Prompt ▸
Strip the pictures, then copy the remaining data exactly as it stands.

Data provided ▸
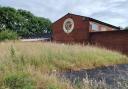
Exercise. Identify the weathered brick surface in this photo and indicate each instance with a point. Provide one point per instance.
(79, 34)
(116, 40)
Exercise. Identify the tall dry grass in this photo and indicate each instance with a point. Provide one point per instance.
(39, 60)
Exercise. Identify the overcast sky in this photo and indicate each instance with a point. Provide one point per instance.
(111, 11)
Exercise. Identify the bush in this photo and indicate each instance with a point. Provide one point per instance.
(8, 35)
(18, 81)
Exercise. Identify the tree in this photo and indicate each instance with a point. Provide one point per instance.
(23, 22)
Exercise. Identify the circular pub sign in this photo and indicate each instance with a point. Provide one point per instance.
(68, 25)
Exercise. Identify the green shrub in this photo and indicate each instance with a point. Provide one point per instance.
(18, 81)
(8, 35)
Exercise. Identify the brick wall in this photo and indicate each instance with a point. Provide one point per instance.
(115, 40)
(79, 34)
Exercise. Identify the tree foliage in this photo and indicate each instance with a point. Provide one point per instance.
(23, 22)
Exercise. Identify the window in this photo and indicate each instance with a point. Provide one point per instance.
(94, 26)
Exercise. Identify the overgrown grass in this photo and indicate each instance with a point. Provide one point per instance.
(40, 60)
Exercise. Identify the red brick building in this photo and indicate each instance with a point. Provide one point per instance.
(80, 29)
(75, 28)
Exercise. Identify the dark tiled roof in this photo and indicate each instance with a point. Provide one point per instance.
(94, 20)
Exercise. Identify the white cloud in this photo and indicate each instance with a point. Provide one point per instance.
(111, 11)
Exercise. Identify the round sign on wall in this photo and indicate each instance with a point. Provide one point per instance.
(68, 25)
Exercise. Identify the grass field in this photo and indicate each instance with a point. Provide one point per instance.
(30, 65)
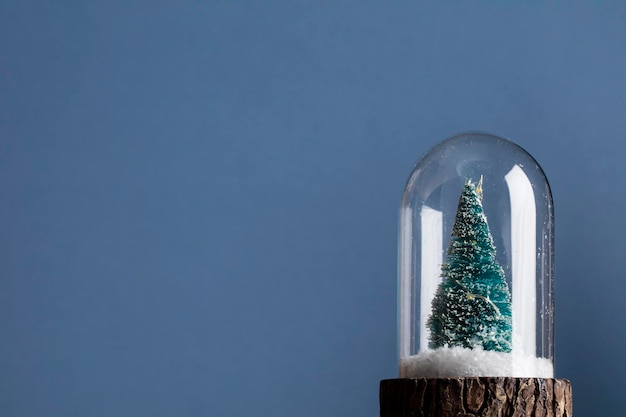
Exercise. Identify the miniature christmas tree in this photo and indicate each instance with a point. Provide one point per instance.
(472, 305)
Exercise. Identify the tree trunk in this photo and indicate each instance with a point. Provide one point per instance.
(475, 397)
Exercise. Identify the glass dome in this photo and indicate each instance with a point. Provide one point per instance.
(476, 263)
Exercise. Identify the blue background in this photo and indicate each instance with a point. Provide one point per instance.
(198, 200)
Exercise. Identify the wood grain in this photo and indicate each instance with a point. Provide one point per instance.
(475, 397)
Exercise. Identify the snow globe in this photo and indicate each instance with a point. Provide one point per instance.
(476, 285)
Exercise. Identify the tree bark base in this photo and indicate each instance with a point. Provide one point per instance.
(475, 397)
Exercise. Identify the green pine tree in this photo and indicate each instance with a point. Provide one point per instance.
(472, 305)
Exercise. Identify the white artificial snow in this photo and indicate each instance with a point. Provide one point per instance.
(461, 362)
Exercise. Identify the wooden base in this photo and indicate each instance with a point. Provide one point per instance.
(475, 397)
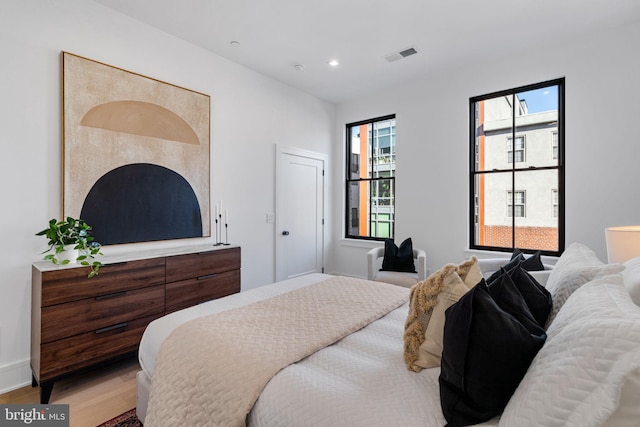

Task response ▸
Exercise. Identify the weathered brick surface in this photo and indicate each instance with a point. Provide one point per instance.
(79, 34)
(116, 40)
Exercise. Identify the tall dry grass in this photo and indicate each instance with a point. Provide one point per instance.
(39, 60)
Exercise. Identify the overcast sky in this photo and indicate each instance with a point. Provide one point per instance.
(111, 11)
Exercise. Identify the bush in this photo and indicate each instance with a point. Provide one point per instance.
(8, 35)
(18, 81)
Exercise. Identify the tree in this photo and indicate each instance with a point. Provide one point per instance.
(23, 22)
Exercise. Identify the circular pub sign in this photo and indicate each instance with a point. Provide one point per instance.
(68, 25)
Exercise. Identify the green shrub in this photo and indicate each instance with a point. Provide one point per instance.
(18, 81)
(8, 35)
Exercise. Identify the brick wall in this photo and indicate each instance with a point. Provide one point per instance.
(115, 40)
(79, 34)
Exercise. Identify the tree foliage in this photo and indicate each instance with a point. Provide one point per instance.
(23, 22)
Exercise. Identify the window in this photo and indicate each instance with a point. Provide one point per instance.
(94, 26)
Exercise. Identify the overgrown grass in this photo and indicate each instance with a point. Provide one point per instance.
(40, 60)
Exercise. Identify the red brick building in this photo and indicate each instance with a point. Provide one point per instance.
(80, 29)
(75, 28)
Exercise. Identify the dark tiled roof in this photo and indicate each instance with a point. Provide one point per instance.
(94, 20)
Exercise. Identify the white cloud in this photo and indicate each instance with a point. Provide one point per instance.
(111, 11)
Exercise. Identify the round sign on wall in this photo and indicate each instance with a point. Provide one point per instance.
(68, 25)
Exercise. Identify the grass field in this photo and indicate each instance with a point. Provide one point per instance.
(30, 65)
Exercise. Identify the miniature christmas tree in this photo and indicate each instance with a point. Provide one point per instance.
(472, 305)
Exercise. Identify the tree trunk in this photo and indicate each instance with a point. Provide one point per instance.
(475, 397)
Exercise. Identify the glass dome in this photo and indicate each instance with a point. Provide one point per instance.
(476, 263)
Exercise. Identify the blue background in this photo and indicate each instance with a point. Provide one point per instance.
(198, 200)
Exercise. Identify the wood grain in this photo and indicate each instance with a point. Provide one point per instance.
(475, 397)
Exercise. Identify the snow globe in this photo and indicate each instance with a point. Provide one point per instance.
(476, 285)
Exercise. Identify the tree bark base in this photo and indicate each instance with a point. Provide one point per instance.
(475, 397)
Exercise. Identify the green pine tree in this photo and indicate each instance with a point. Provide one point per instance.
(472, 305)
Exercise. Identify the white artificial snow in this photo and indicate each instance with a point. Provide one point per instance.
(461, 362)
Exercise. Identify the wooden base in this photo and indicate each instance with a point. Provide one point per instance.
(475, 397)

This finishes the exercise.